_OBIETTIVO DEL COMPITO_
Riscrivi le righe comprese tra quella che contiene "black t-shirt, which" e la fine dell'estratto, estremi inclusi, mantenendo anche le richieste e traslando di 93 ogni coordinata dei punti nelle risposte. Ometti le immagini.

Righe tratte da un dataset:
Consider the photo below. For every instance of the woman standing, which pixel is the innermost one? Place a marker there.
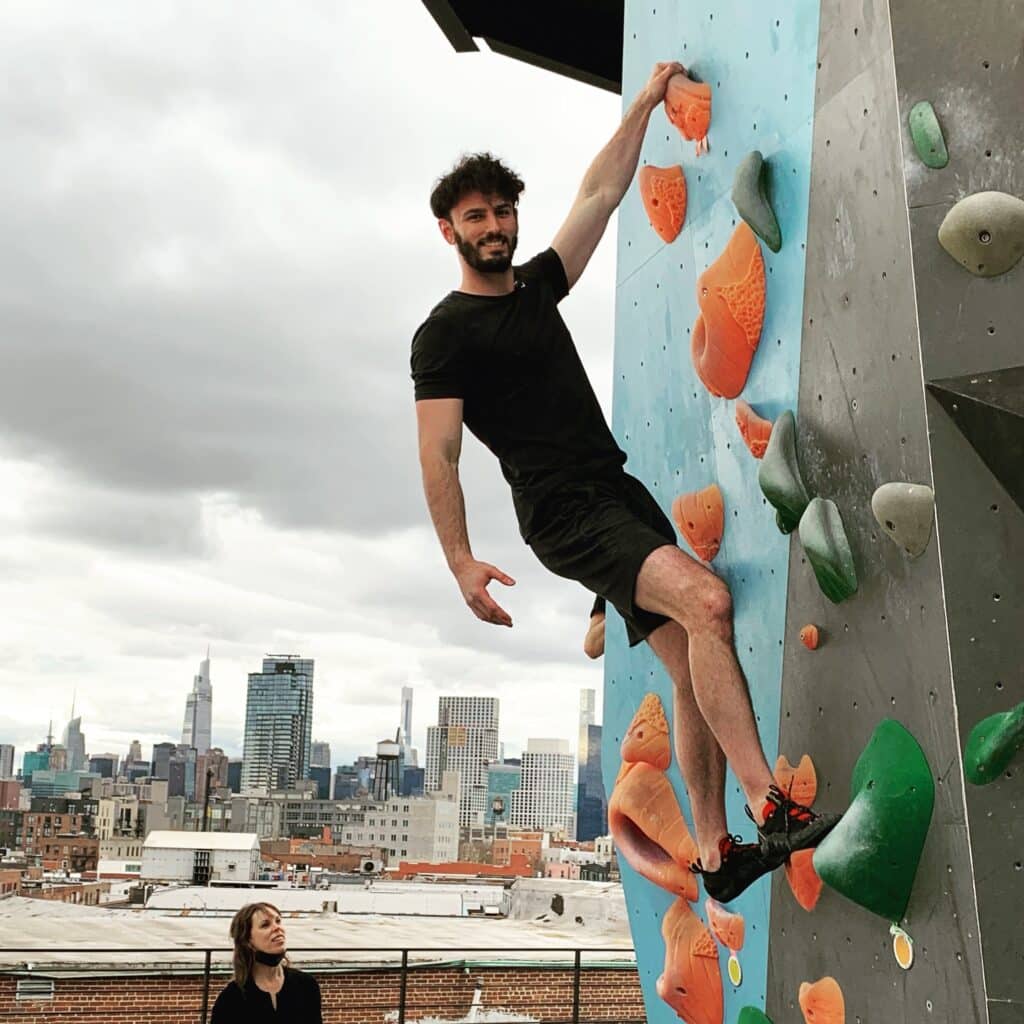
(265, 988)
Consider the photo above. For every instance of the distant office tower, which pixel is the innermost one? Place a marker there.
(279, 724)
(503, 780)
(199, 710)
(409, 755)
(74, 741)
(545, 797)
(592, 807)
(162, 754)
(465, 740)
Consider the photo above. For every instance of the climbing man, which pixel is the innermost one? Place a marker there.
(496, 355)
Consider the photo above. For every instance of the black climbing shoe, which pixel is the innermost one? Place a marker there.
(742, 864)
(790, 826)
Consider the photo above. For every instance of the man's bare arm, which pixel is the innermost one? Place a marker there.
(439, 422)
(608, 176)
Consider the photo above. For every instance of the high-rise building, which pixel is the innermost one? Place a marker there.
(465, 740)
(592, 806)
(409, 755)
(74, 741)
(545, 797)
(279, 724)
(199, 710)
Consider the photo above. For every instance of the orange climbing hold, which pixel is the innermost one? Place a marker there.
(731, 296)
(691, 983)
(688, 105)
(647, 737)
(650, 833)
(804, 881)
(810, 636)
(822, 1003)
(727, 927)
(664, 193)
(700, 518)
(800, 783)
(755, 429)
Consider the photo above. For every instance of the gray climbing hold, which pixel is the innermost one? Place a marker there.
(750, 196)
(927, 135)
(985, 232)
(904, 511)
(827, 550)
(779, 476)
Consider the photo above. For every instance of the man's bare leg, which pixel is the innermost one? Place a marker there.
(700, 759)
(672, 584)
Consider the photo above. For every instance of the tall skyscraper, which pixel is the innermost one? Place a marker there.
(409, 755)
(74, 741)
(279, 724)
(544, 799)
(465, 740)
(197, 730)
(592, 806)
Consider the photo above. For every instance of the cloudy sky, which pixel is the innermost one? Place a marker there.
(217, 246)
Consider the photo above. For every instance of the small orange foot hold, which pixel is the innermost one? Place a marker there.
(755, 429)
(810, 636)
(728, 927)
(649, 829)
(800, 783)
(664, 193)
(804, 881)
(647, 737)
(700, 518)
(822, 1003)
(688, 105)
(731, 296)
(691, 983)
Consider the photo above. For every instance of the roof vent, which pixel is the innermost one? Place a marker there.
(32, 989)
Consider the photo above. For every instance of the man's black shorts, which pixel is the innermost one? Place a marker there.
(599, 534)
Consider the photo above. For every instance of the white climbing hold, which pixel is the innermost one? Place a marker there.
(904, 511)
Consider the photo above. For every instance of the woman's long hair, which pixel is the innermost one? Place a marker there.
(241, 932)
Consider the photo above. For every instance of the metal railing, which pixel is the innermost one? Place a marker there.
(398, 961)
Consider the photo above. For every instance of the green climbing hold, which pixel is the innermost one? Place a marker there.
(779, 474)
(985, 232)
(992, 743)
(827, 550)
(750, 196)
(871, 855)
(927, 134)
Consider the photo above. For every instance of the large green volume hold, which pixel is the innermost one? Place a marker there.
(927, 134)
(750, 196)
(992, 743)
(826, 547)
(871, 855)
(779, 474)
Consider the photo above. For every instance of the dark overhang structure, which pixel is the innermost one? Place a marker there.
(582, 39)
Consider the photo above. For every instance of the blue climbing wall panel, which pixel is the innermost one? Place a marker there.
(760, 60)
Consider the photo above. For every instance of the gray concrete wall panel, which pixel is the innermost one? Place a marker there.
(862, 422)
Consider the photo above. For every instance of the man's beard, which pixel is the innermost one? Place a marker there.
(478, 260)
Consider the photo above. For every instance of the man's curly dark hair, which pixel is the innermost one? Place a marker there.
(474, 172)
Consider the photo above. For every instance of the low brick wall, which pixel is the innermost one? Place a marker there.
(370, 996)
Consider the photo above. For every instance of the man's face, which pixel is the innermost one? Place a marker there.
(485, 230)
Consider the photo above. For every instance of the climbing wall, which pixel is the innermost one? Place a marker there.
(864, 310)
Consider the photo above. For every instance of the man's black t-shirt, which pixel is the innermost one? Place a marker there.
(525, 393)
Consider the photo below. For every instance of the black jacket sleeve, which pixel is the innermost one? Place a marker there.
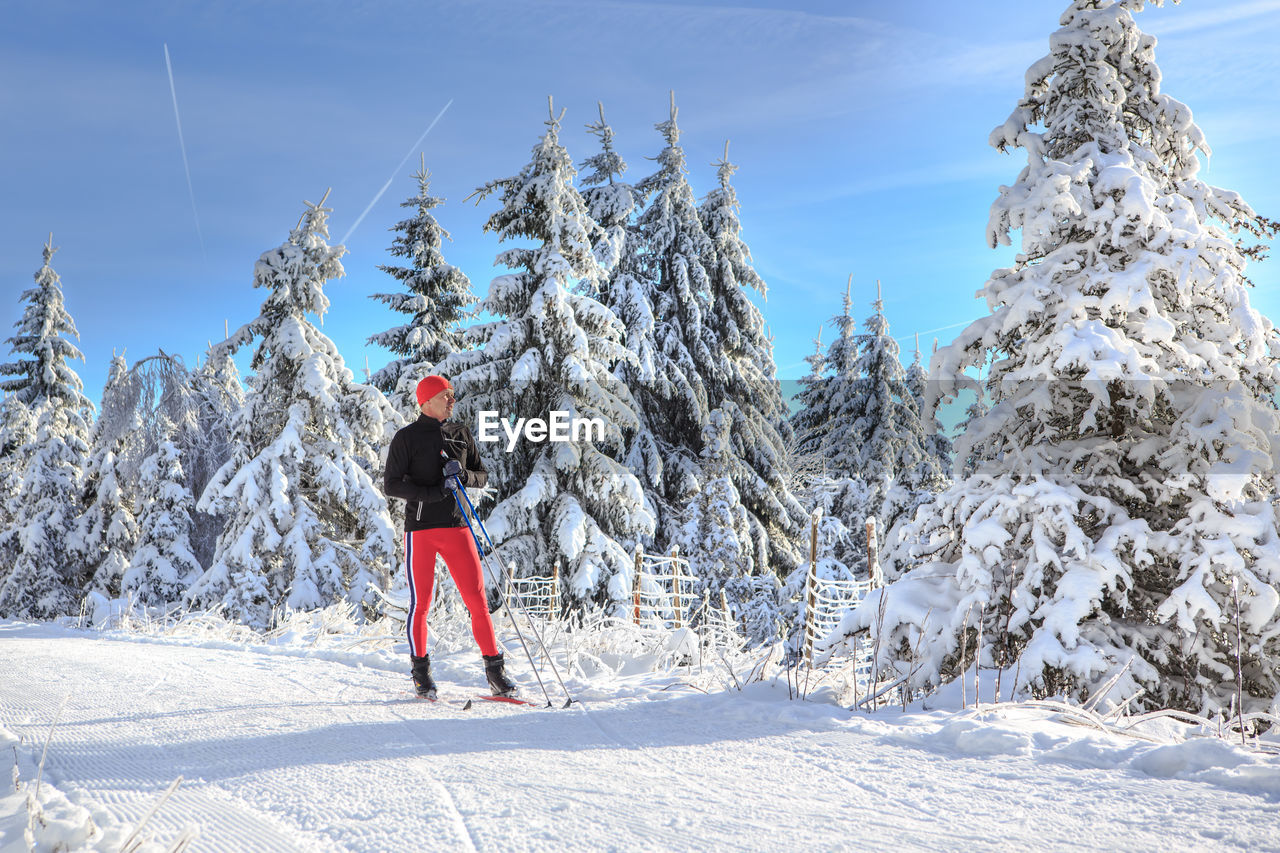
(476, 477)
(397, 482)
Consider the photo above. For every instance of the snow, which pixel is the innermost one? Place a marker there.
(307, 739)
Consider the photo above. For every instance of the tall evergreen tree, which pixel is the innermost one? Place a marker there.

_RISPOSTA COMPLETA_
Consider the photo above. For every instance of the man's black t-shirt, which pixel is the innermost one? Place a marker there.
(618, 486)
Consider the photo below. For every instance of the black jacket sleeve, which pixel is the innermost one? Place a marker there.
(569, 570)
(490, 575)
Consider the photo above. For every instance of the snow, which pixel is the innermost one? Place a marker there.
(400, 832)
Consider the photo above. For every instance of the tall evergreen tree, which pixel is the innermost one? Place a marker there.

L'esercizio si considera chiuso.